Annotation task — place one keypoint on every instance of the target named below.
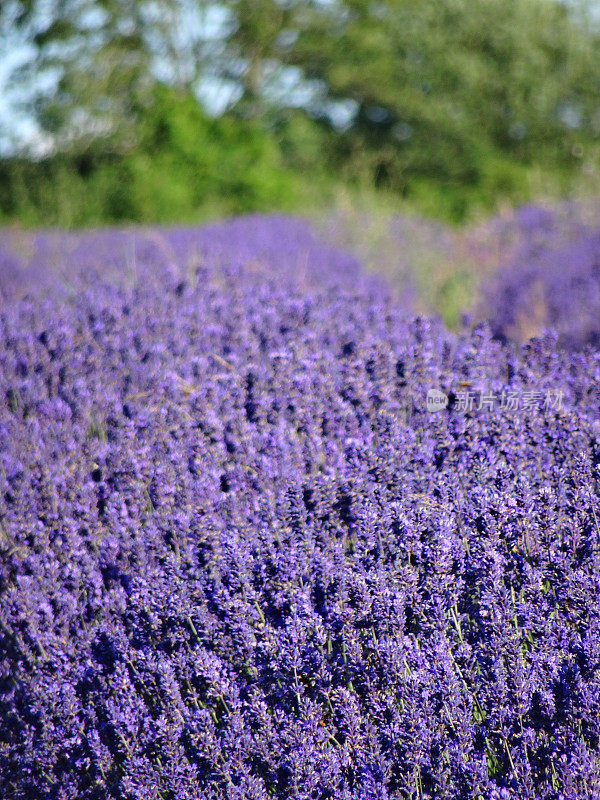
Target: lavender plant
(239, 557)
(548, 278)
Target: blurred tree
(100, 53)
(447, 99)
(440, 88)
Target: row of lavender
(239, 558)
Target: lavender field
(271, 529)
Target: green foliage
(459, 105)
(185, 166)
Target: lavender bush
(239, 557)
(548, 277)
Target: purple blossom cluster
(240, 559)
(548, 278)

==

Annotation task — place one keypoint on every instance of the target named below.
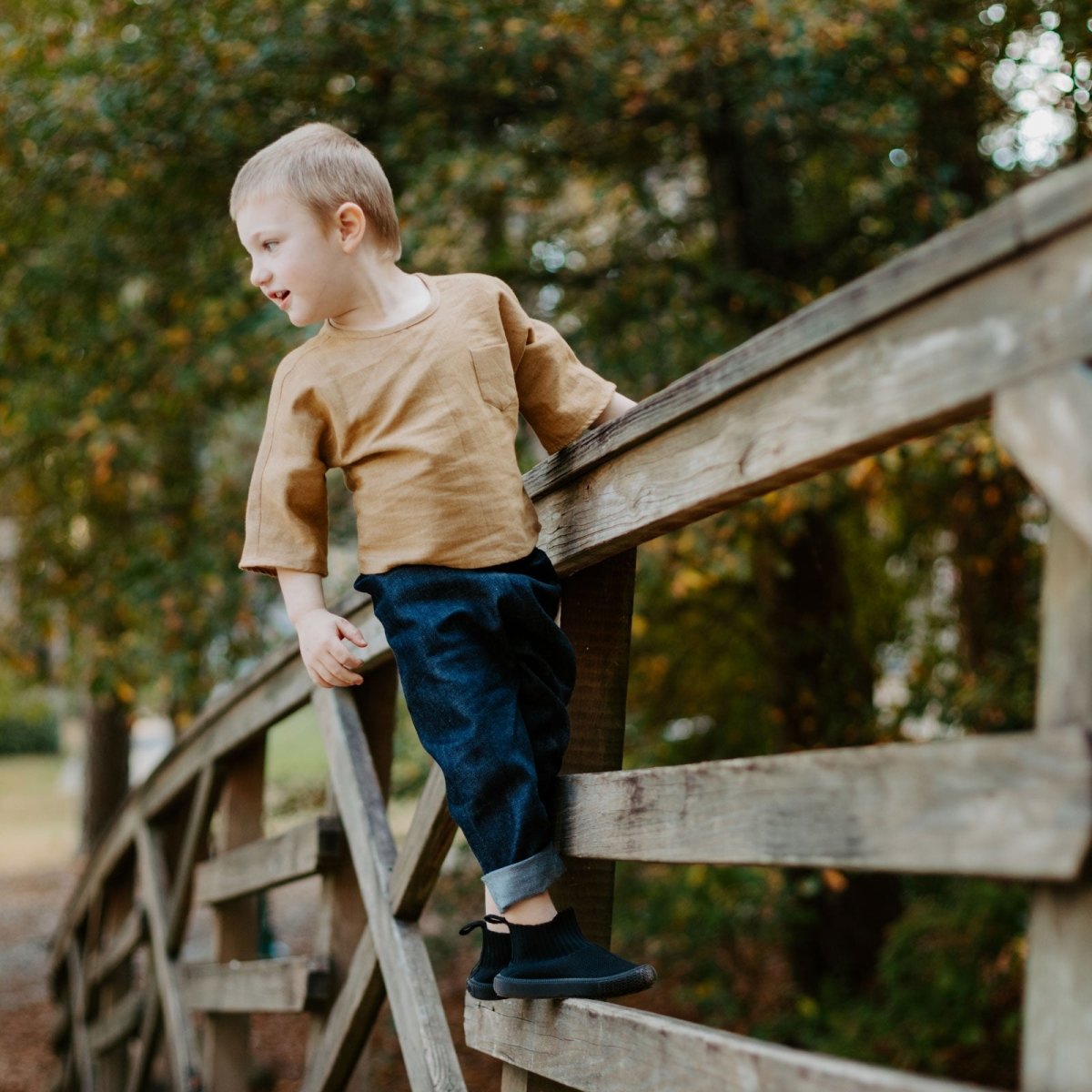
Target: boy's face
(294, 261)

* PROMPT *
Where in the data above does the word "lavender" appear? Copy out every line that contains it.

* RESPONSE TO THE TASK *
Target: lavender plant
Target: row of lavender
Target: lavender field
Target: lavender bush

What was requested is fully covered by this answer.